(Natural language region descriptions)
•••••
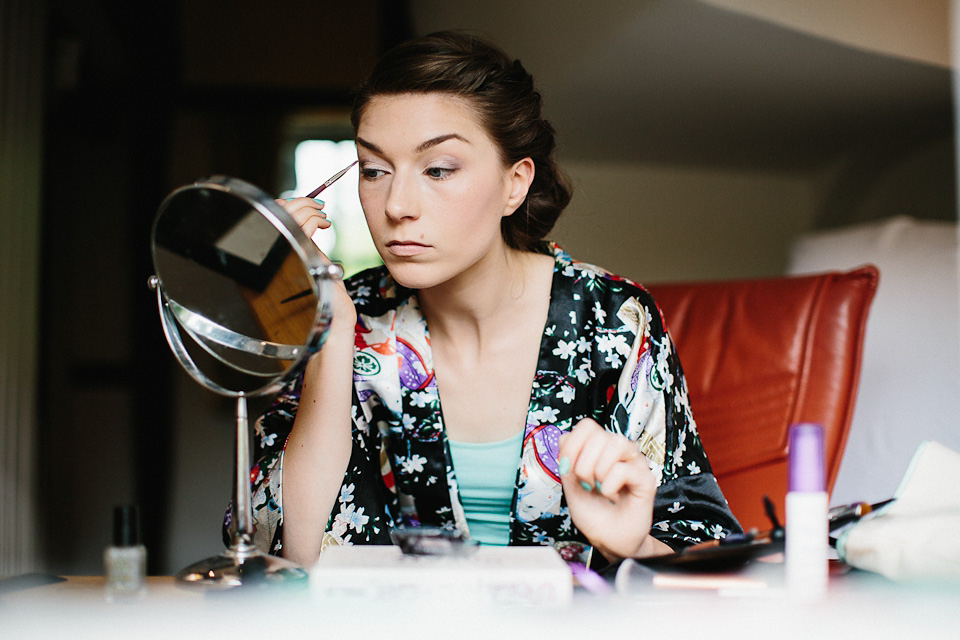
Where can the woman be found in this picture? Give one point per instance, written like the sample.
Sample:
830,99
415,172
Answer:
564,417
•••••
▶ [Work task] Your task is to transcribe all of the records precisely, with no images included.

▶ [Exercise response]
Where can the woman be found in this picture? Give one point per instance, written like the sample.
Sample:
830,99
415,172
Answer:
564,417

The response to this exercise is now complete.